*Listed records*:
* * *

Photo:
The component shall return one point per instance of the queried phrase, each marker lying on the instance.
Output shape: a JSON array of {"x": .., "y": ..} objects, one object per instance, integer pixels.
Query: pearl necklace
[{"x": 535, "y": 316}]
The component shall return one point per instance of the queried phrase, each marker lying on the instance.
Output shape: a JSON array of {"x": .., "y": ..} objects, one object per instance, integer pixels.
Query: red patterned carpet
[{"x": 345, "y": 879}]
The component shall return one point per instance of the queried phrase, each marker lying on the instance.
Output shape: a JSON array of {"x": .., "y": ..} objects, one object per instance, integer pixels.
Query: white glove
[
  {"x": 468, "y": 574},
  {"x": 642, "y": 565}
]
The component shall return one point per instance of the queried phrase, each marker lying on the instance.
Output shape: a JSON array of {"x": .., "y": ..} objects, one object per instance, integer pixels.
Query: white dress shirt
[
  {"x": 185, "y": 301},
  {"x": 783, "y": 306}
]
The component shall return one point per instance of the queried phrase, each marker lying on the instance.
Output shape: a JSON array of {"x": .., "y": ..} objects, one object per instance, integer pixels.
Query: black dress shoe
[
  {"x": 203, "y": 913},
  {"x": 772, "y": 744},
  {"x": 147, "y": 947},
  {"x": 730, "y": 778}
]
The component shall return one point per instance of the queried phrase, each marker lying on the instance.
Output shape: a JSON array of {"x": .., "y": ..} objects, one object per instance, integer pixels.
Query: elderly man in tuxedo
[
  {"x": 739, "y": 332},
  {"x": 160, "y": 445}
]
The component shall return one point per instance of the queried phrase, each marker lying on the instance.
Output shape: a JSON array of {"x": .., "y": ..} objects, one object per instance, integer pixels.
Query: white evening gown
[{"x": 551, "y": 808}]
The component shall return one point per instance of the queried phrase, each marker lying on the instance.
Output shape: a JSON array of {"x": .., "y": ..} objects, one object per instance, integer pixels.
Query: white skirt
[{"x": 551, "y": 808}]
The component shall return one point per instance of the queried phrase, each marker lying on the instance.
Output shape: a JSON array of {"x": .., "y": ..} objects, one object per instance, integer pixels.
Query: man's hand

* * *

*Task requirements*:
Each of the entries must be written out again exactly.

*Response area*:
Photo:
The component shall return one point per instance of the queried phrase, each marker lying on the instance.
Output shape: a JSON array of {"x": .., "y": ..} objects, one object per instance, integer pixels.
Query: pearl necklace
[{"x": 535, "y": 316}]
The component shall return one point per instance of the queried phrase, each marker lying on the instance.
Output shape: a JSON array of {"x": .., "y": ..} objects, one object per instance, integer pixels.
Query: red patterned carpet
[{"x": 345, "y": 879}]
The component shall return one point per instance of the queried phrase, each marker lying on the instance.
Output shape: a JSON array of {"x": .., "y": ..} objects, one object per instance, integer pixels.
Query: white glove
[
  {"x": 468, "y": 574},
  {"x": 642, "y": 565}
]
The component shall return one point per instance of the queried phrase, each marker lying on the instance.
Output shape: a JSON array of {"x": .., "y": ..} objects, one object per instance, integer pixels.
Query: white dress shirt
[
  {"x": 185, "y": 301},
  {"x": 783, "y": 306}
]
The component shall return one point per instance of the queried phrase, each marker lying on the instance.
Output shape: a JSON array of {"x": .., "y": ..} objects, one object per instance, integer pixels.
Query: black dress shoe
[
  {"x": 203, "y": 913},
  {"x": 772, "y": 744},
  {"x": 147, "y": 947},
  {"x": 730, "y": 778}
]
The component shall return one point per instance of the queried phrase, each marker lying on the instance.
Output shape: a JSON array of {"x": .., "y": ..} objects, one object per instance, integer pixels.
Query: elderly man in tuxedo
[
  {"x": 739, "y": 332},
  {"x": 160, "y": 445}
]
The component shall return one point per instance of the queried phrase, each marker lying on the instance.
Output shape: a JSON array of {"x": .., "y": ..} objects, one object per instance, integer pixels.
Query: white evening gown
[{"x": 551, "y": 808}]
The component shall return one point per instance of the queried phrase, each marker lying on the instance.
Output shape: a JSON array of {"x": .., "y": ..} objects, one object per instance, integer pixels.
Query: white skirt
[{"x": 551, "y": 808}]
The component shall return one point per instance of the queried phrase, each marker lying on the instance.
Output shape: a JSON array of {"x": .., "y": ..} objects, one object per instance, integer pixels.
Query: man's hand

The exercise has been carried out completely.